• What you are asked to do: Write out the whole listing exactly as it stands.
··········
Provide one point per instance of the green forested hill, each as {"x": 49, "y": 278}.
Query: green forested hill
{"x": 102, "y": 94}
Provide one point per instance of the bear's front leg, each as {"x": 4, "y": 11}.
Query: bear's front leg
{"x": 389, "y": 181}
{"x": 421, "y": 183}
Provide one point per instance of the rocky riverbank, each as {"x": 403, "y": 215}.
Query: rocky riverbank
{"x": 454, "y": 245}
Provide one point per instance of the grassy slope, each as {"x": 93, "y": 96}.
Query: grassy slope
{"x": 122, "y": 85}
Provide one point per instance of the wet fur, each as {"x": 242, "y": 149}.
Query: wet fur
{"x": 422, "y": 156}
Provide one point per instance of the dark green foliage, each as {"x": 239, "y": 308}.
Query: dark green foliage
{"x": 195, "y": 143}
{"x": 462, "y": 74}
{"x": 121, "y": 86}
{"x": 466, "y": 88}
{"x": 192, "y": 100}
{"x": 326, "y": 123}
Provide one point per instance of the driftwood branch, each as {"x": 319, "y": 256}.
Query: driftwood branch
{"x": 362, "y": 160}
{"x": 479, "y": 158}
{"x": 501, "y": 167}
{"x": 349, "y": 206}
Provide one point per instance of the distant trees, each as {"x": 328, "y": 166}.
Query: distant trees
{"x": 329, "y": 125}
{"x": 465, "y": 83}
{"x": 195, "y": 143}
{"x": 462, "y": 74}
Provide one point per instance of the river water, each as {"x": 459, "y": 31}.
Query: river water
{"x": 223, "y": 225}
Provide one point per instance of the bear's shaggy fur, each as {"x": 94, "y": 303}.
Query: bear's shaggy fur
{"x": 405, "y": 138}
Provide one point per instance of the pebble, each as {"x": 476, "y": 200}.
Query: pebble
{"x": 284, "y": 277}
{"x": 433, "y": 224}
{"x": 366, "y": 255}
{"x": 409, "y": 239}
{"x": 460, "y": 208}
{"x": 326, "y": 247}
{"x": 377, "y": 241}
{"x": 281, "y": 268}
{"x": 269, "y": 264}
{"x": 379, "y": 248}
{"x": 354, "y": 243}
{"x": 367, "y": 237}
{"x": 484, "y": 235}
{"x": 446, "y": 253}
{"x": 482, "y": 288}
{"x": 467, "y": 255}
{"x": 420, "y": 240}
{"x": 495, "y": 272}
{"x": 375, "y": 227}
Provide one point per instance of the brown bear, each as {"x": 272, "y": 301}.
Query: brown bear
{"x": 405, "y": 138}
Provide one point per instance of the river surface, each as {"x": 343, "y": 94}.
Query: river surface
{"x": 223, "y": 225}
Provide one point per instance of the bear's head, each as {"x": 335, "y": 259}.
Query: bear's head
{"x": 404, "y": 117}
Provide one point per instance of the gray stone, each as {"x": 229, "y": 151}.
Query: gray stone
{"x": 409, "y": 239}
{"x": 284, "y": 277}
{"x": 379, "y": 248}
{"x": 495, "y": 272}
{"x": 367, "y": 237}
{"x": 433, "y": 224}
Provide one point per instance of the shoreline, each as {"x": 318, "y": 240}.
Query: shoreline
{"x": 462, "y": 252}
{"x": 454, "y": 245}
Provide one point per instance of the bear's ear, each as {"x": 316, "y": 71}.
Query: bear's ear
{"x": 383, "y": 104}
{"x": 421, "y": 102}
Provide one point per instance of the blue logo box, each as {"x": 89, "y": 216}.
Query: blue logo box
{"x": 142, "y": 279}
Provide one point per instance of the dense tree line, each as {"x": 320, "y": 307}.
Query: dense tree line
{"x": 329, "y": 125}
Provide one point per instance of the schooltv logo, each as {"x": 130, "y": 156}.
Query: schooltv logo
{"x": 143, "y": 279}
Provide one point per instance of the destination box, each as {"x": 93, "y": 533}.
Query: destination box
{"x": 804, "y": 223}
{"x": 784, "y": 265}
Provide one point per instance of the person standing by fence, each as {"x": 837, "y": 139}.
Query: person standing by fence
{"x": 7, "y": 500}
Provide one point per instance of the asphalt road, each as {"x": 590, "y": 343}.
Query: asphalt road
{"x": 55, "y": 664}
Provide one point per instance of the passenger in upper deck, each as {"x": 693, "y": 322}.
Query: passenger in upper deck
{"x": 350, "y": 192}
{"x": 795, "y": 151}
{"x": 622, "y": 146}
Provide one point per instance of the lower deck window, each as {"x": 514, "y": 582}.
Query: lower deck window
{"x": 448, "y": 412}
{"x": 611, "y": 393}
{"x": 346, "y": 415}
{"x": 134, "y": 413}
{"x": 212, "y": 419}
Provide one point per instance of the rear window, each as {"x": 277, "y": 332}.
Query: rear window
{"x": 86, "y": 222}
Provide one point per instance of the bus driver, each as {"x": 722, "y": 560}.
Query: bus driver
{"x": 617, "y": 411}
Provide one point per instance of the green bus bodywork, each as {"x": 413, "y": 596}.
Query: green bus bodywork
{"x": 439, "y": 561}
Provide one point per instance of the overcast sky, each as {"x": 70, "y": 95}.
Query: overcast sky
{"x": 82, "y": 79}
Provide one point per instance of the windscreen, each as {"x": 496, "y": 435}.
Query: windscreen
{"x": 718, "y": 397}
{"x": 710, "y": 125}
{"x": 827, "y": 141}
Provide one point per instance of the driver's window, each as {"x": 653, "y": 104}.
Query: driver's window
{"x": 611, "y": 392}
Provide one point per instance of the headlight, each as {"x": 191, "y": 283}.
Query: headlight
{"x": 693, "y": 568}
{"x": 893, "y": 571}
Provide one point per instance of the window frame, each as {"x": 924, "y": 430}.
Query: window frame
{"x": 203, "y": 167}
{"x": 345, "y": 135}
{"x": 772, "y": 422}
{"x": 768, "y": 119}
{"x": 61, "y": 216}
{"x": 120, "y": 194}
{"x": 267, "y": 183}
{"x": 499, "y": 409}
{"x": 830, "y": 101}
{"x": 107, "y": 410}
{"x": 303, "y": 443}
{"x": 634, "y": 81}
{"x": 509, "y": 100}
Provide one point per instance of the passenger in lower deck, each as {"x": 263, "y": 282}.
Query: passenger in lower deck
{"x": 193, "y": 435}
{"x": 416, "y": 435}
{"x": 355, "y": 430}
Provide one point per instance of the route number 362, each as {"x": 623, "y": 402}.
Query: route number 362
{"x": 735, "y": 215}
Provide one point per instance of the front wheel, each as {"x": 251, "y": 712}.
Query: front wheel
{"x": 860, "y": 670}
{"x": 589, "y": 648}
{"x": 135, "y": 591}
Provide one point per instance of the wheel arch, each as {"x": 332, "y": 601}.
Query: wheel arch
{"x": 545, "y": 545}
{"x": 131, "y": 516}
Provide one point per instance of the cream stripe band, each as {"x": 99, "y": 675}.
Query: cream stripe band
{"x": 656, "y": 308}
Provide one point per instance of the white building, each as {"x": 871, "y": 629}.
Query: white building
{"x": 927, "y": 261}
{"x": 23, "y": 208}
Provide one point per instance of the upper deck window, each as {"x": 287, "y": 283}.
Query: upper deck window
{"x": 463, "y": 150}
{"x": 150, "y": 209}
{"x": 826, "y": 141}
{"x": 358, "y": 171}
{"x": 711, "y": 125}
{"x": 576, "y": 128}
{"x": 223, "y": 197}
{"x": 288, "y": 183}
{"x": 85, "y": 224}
··········
• The output:
Provide one point per instance of the green forested hill, each as {"x": 49, "y": 278}.
Query: green forested hill
{"x": 102, "y": 94}
Provide one point per instance of the bear's front leg, each as {"x": 4, "y": 11}.
Query: bear's front leg
{"x": 389, "y": 181}
{"x": 421, "y": 183}
Provide one point per instance of the rocky riverbank, each as {"x": 403, "y": 215}.
Query: rocky riverbank
{"x": 454, "y": 245}
Provide one point per instance of the grassy slope, each as {"x": 93, "y": 96}.
Query: grassy slope
{"x": 122, "y": 85}
Provide one point per instance of the wet fur, each as {"x": 242, "y": 149}.
Query: wet fur
{"x": 422, "y": 156}
Provide one point per instance of the dark green foliage, each as {"x": 239, "y": 308}.
Query: dark green foliage
{"x": 195, "y": 143}
{"x": 462, "y": 74}
{"x": 121, "y": 86}
{"x": 466, "y": 88}
{"x": 192, "y": 100}
{"x": 326, "y": 123}
Provide one point per instance of the driftwood branch, each as {"x": 319, "y": 256}.
Query: driftwood branch
{"x": 362, "y": 160}
{"x": 479, "y": 158}
{"x": 501, "y": 167}
{"x": 349, "y": 206}
Provide one point per instance of the distant trees, each as {"x": 328, "y": 166}.
Query: distant trees
{"x": 329, "y": 125}
{"x": 465, "y": 83}
{"x": 195, "y": 143}
{"x": 462, "y": 74}
Provide one point per instance of the river water, each as {"x": 459, "y": 31}.
Query: river water
{"x": 223, "y": 225}
Provide one point per instance of the bear's shaggy fur, each as {"x": 94, "y": 303}.
Query: bear's shaggy fur
{"x": 405, "y": 138}
Provide one point per instance of the pebble, each as {"x": 476, "y": 200}.
Query: pebble
{"x": 284, "y": 277}
{"x": 433, "y": 224}
{"x": 366, "y": 255}
{"x": 409, "y": 239}
{"x": 460, "y": 208}
{"x": 326, "y": 247}
{"x": 377, "y": 241}
{"x": 281, "y": 268}
{"x": 269, "y": 264}
{"x": 379, "y": 248}
{"x": 354, "y": 243}
{"x": 367, "y": 237}
{"x": 484, "y": 235}
{"x": 446, "y": 253}
{"x": 482, "y": 288}
{"x": 467, "y": 255}
{"x": 420, "y": 240}
{"x": 495, "y": 272}
{"x": 375, "y": 227}
Provide one point per instance of the brown bear, each as {"x": 272, "y": 301}.
Query: brown bear
{"x": 405, "y": 138}
Provide one point per instance of the river surface, each as {"x": 343, "y": 94}.
Query: river surface
{"x": 223, "y": 225}
Provide one point per instance of the bear's head, each as {"x": 335, "y": 259}.
Query: bear's head
{"x": 404, "y": 117}
Provide one point per instance of the gray stone, each as {"x": 229, "y": 151}.
Query: gray stone
{"x": 409, "y": 239}
{"x": 284, "y": 277}
{"x": 379, "y": 248}
{"x": 495, "y": 272}
{"x": 367, "y": 237}
{"x": 433, "y": 224}
Provide one point per instance of the shoreline, each as {"x": 318, "y": 240}.
Query: shoreline
{"x": 462, "y": 252}
{"x": 454, "y": 245}
Provide one point per instance of the bear's ear, each as {"x": 316, "y": 71}.
Query: bear's ear
{"x": 383, "y": 104}
{"x": 421, "y": 102}
Provide one point per instance of the blue logo box, each as {"x": 89, "y": 216}.
Query: blue logo box
{"x": 142, "y": 279}
Provide one point per instance of the dense tree line, each as {"x": 320, "y": 307}.
Query: dense tree line
{"x": 329, "y": 125}
Provide one point per instance of the schooltv logo, each as {"x": 130, "y": 156}.
Query: schooltv logo
{"x": 143, "y": 279}
Provide one point per instance of the destination box, each as {"x": 93, "y": 533}.
Query: destination box
{"x": 804, "y": 223}
{"x": 784, "y": 265}
Provide one point per instance of the person standing by fence, each as {"x": 837, "y": 139}.
Query: person standing by fence
{"x": 7, "y": 500}
Provide one point per instance of the asphalt road, each as {"x": 590, "y": 343}.
Query: asphalt road
{"x": 55, "y": 664}
Provide one point per instance of the passenger in upper deck, each as {"x": 693, "y": 322}.
Query: passenger in upper deck
{"x": 350, "y": 192}
{"x": 795, "y": 151}
{"x": 622, "y": 146}
Provide one point per instance of the lower deck window, each as {"x": 514, "y": 582}.
Query: lower deck window
{"x": 448, "y": 412}
{"x": 611, "y": 393}
{"x": 346, "y": 415}
{"x": 134, "y": 413}
{"x": 212, "y": 419}
Provide one point per instance of the rear window, each as {"x": 277, "y": 332}.
Query: rear window
{"x": 86, "y": 222}
Provide one point per instance of the bus driver, each as {"x": 722, "y": 560}.
Query: bus driver
{"x": 617, "y": 411}
Provide one point per instance of the green bus bodywork, each as {"x": 413, "y": 596}.
Query: green bus bodywork
{"x": 439, "y": 561}
Provide one point per instance of the overcast sky, each as {"x": 70, "y": 95}.
Query: overcast sky
{"x": 82, "y": 79}
Provide one point per instance of the windscreen, each as {"x": 496, "y": 435}.
Query: windscreen
{"x": 718, "y": 397}
{"x": 710, "y": 125}
{"x": 827, "y": 141}
Provide one point per instance of the driver's window, each as {"x": 653, "y": 104}.
Query: driver's window
{"x": 611, "y": 392}
Provide one point per instance of the headlight, each as {"x": 191, "y": 283}.
Query: headlight
{"x": 693, "y": 568}
{"x": 893, "y": 571}
Provide one point per instance of the window frame, each as {"x": 924, "y": 430}.
Query: window frame
{"x": 203, "y": 167}
{"x": 345, "y": 135}
{"x": 772, "y": 422}
{"x": 768, "y": 119}
{"x": 61, "y": 216}
{"x": 120, "y": 194}
{"x": 267, "y": 183}
{"x": 499, "y": 409}
{"x": 830, "y": 101}
{"x": 107, "y": 410}
{"x": 303, "y": 443}
{"x": 634, "y": 81}
{"x": 509, "y": 100}
Provide one point per instance of the passenger in lower deck, each as {"x": 263, "y": 282}.
Query: passenger in lower deck
{"x": 193, "y": 435}
{"x": 416, "y": 435}
{"x": 355, "y": 430}
Provide one point per instance of the route number 362, each as {"x": 623, "y": 402}.
Query: route number 362
{"x": 735, "y": 215}
Provide one point per instance of the front wheel, each as {"x": 251, "y": 712}.
Query: front wheel
{"x": 860, "y": 670}
{"x": 589, "y": 648}
{"x": 135, "y": 591}
Provide one point per instance of the wheel arch, each as {"x": 332, "y": 601}.
Query: wheel arch
{"x": 545, "y": 545}
{"x": 131, "y": 516}
Provide one point per instance of the cream stripe band, each as {"x": 99, "y": 675}.
Query: cream stripe band
{"x": 656, "y": 308}
Provide one point per instance of the white building, each as {"x": 871, "y": 629}.
Query: white building
{"x": 927, "y": 261}
{"x": 23, "y": 208}
Provide one point per instance of the upper deck window, each as {"x": 287, "y": 283}.
Query: upper deck window
{"x": 463, "y": 150}
{"x": 150, "y": 209}
{"x": 826, "y": 141}
{"x": 358, "y": 171}
{"x": 711, "y": 125}
{"x": 576, "y": 128}
{"x": 223, "y": 197}
{"x": 288, "y": 183}
{"x": 85, "y": 224}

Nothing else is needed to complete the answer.